(Saved data entries)
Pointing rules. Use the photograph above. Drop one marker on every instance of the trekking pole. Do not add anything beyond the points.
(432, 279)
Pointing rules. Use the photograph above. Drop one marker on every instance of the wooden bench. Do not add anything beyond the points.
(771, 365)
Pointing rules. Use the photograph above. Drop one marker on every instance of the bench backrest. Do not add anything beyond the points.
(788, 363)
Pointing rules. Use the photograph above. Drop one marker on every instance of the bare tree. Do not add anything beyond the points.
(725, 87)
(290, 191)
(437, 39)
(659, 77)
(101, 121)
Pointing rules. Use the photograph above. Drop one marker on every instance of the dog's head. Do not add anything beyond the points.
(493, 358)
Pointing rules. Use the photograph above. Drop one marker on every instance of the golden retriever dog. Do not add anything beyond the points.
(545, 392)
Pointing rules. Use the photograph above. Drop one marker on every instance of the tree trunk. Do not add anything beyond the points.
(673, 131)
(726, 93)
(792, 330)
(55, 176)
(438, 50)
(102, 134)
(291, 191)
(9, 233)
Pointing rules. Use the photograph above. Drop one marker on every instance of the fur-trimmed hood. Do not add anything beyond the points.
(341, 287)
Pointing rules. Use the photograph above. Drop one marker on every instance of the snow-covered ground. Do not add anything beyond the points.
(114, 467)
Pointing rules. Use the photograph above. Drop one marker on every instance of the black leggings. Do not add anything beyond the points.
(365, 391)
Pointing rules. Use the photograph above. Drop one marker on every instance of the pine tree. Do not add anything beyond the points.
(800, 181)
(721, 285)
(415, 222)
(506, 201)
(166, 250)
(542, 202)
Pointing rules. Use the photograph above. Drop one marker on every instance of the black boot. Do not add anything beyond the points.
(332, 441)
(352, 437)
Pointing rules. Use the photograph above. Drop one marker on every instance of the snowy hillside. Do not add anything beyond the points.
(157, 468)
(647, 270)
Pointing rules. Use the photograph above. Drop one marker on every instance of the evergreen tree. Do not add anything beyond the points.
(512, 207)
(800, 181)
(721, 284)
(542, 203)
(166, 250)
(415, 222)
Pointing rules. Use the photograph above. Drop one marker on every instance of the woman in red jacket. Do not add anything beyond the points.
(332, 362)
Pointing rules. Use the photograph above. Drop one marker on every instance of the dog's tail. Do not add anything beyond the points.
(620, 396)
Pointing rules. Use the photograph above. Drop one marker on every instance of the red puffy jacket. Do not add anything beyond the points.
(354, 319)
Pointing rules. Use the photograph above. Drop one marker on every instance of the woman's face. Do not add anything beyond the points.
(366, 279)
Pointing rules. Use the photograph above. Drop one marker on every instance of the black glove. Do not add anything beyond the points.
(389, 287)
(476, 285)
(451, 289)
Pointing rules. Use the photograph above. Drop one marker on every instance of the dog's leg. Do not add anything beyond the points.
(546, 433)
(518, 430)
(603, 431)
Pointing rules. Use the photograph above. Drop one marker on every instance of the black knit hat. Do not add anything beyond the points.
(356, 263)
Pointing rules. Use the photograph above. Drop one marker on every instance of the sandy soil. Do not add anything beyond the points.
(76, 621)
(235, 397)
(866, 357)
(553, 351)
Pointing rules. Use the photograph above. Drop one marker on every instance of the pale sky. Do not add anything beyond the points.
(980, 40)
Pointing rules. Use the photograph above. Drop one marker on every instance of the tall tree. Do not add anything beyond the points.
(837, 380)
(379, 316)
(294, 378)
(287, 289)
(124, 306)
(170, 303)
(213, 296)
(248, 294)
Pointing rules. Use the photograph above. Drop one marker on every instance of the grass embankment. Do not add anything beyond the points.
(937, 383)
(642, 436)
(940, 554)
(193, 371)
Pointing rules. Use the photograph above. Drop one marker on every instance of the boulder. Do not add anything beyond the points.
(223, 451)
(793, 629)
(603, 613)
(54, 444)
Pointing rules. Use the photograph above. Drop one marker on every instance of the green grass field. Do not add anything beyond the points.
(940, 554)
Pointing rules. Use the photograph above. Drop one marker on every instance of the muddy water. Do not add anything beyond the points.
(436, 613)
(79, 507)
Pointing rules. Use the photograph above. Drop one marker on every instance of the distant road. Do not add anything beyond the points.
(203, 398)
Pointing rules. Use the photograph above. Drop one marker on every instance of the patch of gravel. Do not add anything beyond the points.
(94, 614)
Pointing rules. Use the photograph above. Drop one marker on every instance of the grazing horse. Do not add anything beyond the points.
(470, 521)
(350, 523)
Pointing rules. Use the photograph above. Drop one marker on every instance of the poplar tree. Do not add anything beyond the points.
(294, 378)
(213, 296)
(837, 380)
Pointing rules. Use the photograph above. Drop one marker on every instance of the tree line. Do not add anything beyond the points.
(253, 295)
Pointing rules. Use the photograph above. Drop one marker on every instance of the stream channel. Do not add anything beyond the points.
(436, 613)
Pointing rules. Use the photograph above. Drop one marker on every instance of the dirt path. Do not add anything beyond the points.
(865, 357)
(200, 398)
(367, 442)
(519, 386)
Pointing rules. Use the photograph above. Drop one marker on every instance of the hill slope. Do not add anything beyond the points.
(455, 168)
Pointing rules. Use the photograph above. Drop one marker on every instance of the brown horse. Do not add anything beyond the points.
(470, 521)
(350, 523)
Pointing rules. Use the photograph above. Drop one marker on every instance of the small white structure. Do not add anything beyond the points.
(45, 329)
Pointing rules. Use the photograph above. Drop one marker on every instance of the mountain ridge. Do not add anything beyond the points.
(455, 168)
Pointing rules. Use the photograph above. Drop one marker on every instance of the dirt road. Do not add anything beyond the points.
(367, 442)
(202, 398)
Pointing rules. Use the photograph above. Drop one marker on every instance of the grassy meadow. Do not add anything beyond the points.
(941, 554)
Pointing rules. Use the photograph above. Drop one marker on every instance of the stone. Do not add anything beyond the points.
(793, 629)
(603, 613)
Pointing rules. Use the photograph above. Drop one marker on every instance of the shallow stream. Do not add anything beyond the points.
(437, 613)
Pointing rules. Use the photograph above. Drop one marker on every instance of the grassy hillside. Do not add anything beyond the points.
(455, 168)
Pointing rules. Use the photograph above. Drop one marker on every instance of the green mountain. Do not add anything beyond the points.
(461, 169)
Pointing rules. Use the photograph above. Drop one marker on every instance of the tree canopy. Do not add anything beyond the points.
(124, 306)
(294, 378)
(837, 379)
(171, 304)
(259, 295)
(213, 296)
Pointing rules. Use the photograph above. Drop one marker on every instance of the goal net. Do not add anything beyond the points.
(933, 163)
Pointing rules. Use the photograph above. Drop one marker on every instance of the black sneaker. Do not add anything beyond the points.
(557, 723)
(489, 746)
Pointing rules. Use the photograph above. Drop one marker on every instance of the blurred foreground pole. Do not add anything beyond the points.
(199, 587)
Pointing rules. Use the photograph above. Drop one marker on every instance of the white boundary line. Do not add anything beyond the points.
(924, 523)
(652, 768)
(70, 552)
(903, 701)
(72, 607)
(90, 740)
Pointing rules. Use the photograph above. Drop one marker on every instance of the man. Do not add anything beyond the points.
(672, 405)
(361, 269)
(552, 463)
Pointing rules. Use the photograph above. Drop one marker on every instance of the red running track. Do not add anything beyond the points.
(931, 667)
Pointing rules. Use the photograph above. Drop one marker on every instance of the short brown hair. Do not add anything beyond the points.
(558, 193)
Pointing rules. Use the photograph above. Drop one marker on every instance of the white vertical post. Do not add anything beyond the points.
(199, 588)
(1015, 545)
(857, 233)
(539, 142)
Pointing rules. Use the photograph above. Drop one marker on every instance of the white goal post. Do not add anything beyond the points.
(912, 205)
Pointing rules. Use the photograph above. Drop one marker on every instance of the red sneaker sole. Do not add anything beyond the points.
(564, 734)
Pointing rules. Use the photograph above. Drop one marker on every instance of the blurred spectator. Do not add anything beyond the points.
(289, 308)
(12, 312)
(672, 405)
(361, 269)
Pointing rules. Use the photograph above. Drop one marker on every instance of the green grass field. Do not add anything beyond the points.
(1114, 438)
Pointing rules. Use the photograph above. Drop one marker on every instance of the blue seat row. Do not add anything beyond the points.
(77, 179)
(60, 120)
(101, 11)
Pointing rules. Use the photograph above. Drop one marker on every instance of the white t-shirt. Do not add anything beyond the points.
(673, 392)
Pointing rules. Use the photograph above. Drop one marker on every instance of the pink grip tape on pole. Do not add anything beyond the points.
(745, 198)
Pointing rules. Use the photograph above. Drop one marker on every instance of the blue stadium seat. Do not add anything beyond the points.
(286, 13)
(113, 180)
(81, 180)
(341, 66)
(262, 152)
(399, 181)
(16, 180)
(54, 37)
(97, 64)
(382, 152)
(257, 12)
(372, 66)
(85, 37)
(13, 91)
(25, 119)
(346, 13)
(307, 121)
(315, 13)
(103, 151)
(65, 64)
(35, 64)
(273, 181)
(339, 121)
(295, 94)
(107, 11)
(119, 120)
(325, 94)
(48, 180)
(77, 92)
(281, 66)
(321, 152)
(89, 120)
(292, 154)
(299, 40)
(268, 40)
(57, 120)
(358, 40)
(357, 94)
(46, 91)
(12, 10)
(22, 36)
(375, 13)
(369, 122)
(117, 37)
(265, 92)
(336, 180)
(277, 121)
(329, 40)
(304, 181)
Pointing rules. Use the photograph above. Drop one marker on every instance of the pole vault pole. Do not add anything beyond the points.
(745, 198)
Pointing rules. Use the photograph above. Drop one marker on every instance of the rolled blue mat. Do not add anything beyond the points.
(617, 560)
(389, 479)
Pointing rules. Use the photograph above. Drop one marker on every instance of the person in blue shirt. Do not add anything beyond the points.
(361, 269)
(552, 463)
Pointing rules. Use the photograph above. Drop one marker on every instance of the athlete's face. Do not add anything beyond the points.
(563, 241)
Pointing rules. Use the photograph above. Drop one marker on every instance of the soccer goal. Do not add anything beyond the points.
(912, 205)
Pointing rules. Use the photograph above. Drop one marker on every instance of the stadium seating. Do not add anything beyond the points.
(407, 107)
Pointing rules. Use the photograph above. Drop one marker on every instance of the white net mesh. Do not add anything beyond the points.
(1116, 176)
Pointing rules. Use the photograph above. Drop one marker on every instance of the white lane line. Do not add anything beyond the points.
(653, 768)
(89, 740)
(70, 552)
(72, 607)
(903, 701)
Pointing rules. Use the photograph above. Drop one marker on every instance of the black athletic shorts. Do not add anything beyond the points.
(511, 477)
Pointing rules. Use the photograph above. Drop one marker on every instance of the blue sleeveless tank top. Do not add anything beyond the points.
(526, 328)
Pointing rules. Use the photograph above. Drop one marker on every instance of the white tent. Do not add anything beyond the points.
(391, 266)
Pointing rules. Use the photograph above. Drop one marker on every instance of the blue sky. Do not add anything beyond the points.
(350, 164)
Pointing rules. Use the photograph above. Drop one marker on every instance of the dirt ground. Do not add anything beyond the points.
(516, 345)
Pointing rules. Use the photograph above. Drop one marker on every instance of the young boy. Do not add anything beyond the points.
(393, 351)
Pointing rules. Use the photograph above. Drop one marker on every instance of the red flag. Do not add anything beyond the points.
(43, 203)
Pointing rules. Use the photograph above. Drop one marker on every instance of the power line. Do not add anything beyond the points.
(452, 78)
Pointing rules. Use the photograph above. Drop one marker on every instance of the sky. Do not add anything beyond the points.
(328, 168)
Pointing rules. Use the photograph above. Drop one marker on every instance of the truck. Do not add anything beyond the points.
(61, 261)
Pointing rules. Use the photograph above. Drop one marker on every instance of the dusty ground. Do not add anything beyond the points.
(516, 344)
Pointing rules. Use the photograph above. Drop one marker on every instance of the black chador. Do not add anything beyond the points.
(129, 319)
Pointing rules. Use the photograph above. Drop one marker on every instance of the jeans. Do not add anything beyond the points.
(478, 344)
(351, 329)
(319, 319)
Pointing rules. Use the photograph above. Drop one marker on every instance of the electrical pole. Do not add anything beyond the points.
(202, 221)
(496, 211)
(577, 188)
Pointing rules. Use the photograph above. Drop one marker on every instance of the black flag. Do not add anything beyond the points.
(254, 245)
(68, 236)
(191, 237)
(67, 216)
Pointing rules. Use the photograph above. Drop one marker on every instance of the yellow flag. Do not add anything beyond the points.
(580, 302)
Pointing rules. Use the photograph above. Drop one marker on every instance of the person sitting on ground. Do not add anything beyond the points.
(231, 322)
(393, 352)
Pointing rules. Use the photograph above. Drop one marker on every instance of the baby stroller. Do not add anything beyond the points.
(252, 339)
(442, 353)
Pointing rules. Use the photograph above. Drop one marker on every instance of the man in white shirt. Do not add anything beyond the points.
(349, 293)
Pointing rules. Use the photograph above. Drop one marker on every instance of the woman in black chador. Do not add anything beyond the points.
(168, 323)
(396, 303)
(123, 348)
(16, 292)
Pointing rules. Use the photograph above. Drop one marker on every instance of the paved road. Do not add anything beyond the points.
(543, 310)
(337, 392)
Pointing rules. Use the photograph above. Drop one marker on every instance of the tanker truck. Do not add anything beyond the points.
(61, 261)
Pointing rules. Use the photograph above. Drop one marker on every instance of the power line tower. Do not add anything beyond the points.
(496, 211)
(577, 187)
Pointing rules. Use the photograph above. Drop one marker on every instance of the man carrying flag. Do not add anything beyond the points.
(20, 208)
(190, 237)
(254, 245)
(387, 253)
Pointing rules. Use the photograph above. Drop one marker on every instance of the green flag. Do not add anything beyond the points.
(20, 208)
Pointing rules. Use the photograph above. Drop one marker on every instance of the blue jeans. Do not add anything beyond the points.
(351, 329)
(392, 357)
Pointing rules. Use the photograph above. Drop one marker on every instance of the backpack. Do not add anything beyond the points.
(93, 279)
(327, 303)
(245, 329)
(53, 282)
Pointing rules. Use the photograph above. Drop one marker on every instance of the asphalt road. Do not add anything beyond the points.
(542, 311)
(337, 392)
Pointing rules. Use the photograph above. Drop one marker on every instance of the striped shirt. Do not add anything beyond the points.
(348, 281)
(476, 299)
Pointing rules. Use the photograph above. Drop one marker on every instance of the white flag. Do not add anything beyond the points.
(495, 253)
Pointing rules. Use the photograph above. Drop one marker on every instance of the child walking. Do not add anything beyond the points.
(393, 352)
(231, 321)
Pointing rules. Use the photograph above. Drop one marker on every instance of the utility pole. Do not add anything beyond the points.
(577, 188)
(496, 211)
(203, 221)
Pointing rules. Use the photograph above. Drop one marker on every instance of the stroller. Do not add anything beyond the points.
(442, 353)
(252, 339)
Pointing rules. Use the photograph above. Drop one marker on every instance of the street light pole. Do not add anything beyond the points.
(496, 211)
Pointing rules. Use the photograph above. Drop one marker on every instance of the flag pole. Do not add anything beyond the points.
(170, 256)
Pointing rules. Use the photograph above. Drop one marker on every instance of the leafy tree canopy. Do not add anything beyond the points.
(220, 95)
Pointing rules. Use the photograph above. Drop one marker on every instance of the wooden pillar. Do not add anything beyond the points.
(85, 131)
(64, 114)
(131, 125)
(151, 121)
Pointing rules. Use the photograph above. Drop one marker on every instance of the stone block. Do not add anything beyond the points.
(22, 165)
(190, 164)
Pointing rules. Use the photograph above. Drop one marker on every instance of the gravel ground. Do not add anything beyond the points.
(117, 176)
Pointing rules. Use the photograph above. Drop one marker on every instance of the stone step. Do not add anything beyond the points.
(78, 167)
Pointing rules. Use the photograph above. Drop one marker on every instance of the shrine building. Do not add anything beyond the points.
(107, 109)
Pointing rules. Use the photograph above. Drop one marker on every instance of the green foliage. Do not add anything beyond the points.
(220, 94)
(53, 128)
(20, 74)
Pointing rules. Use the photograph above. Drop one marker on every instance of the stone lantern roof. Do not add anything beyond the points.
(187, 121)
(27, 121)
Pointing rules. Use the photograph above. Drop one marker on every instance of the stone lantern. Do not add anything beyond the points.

• _Assignment_:
Output the line holding "roof. Do not add anything beyond the points.", then every later line through the end of the records above, exactly as given and nothing else.

• _Answer to the problem_:
Pointing rules. Use the photograph above. Drop one marker on every instance of the stone lantern roof. Do not add anything beyond the points.
(187, 121)
(27, 121)
Pointing rules. Use the photograph above. Drop one marker on every instance of the stone lantern. Do not add anything beyond the points.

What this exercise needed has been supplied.